Sunday, 31 October 2010

OMD @ Brighton Dome

With the renaissance of 80’s influenced electronic pop music over the last few years, one name seems to have been referenced above all others – that of Orchestral Manoeuvres in the Dark. So now seems an opportune moment for the original synth pop duo to be releasing a new album – History of Modern – and taking it out on the road.

With the band being recognised as a keyboard act the first few seconds of this show are surprising in that a grunge-like, guttural guitar sound announces the arrival of the group as they charge into New Babies : New Toys. However, from thereon in things are exactly as you would expect. It’s a crowd pleasing, hit laden show with a number of songs from the new record. Main vocalist Andy McCluskey is an energetically impressive showman, prancing, pulling shapes, rock star poses and playing air keyboard with his hands like a brilliantly drunk uncle at a wedding, willing the crowd to join in at every opportunity – which they do. Paul Humphreys meanwhile is more composed, both behind the keyboard and when he takes his turn at the front to perform vocals on Forever Live and Die – whereupon someone from the audience throws a rather sizeable bra onto the stage, much to the duo’s amusement. No longer a spring chicken it’s noticeable that McCluskey's physical work takes its toll; covered in sweat he has to sit down on one of the monitors during Talking Loud and Clear to catch his breath, but to give credit his effort is huge.

--

Short task 1 —
List every song title that the concert review names.

--

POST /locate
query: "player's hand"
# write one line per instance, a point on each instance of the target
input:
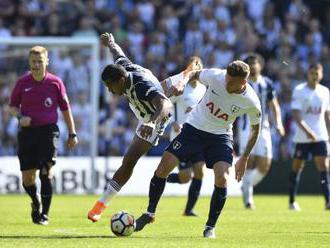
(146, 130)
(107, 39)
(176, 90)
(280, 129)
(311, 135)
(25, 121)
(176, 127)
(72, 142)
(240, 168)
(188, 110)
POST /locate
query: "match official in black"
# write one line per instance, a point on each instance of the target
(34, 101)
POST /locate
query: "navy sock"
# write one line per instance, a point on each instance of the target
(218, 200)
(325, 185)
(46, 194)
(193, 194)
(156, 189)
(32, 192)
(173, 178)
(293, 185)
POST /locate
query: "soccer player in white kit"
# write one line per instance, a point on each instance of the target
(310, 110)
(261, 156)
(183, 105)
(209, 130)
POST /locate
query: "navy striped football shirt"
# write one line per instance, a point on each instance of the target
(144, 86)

--

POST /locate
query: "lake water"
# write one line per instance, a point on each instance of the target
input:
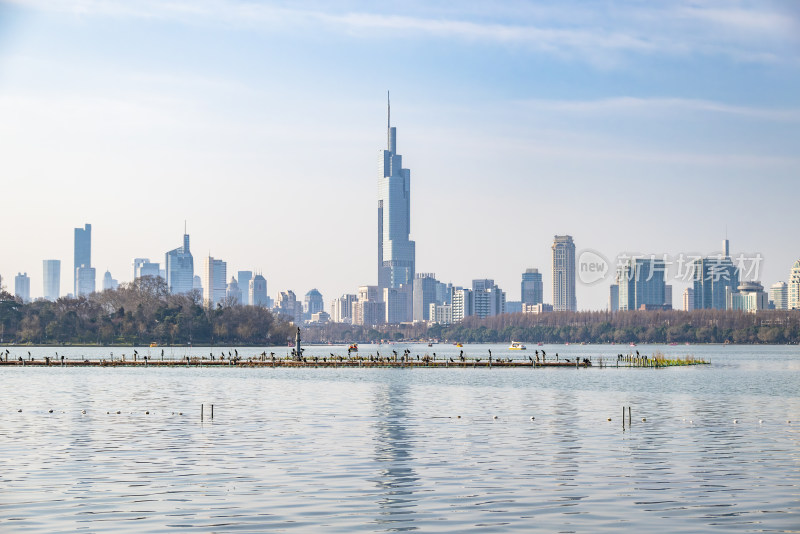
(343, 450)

--

Short task 2 —
Gather each line from the rows that contains the word "query".

Full output 1 —
New Babies : New Toys
Forever Live and Die
Talking Loud and Clear

Full output 2 —
query: "player's hand"
query: "match official in black"
query: "navy sock"
query: "soccer player in white kit"
query: "navy striped football shirt"
query: "lake water"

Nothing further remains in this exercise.